[Data excerpts]
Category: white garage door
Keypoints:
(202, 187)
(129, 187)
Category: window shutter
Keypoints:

[What to produce]
Reproduce each entry exactly, with nothing missing.

[Solved problem]
Category: white garage door
Keypoints:
(202, 187)
(129, 187)
Category: window shutter
Keypoints:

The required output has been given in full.